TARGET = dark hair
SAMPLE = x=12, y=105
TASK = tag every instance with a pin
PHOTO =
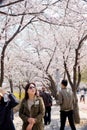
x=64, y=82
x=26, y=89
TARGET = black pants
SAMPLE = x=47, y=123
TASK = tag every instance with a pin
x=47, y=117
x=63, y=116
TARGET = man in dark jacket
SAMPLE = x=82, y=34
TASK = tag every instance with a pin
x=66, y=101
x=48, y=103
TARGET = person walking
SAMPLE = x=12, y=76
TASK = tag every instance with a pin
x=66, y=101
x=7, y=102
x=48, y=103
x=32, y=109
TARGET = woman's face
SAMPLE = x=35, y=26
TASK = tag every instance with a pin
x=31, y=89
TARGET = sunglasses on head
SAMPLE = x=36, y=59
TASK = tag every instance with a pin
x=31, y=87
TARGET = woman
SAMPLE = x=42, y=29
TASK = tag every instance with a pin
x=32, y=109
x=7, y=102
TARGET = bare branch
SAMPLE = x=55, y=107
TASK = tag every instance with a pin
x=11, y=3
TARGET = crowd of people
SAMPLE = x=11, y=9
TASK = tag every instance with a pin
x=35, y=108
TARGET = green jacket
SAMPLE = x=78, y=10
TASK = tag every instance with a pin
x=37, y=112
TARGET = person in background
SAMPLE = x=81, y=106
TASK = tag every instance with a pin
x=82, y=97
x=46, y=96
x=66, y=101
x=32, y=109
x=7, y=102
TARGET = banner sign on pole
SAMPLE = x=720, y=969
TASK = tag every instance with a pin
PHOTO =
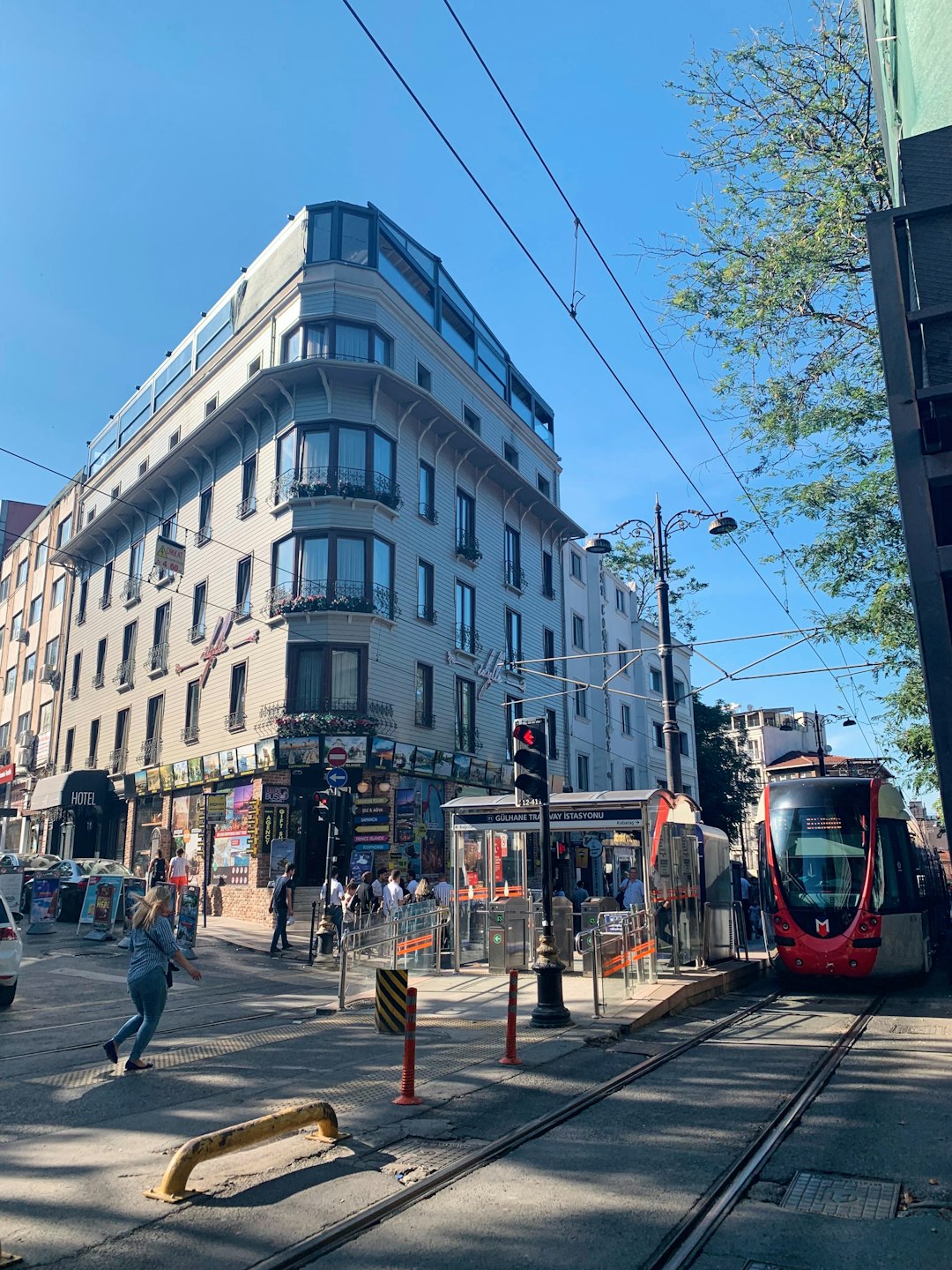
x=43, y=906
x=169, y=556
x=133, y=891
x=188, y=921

_ _ _ _ _ _ _

▸ Problem description
What lines of the listing above hold "jacket"? Copy all of them.

▸ Completed task
TARGET = man in dark jacket
TARGET = green jacket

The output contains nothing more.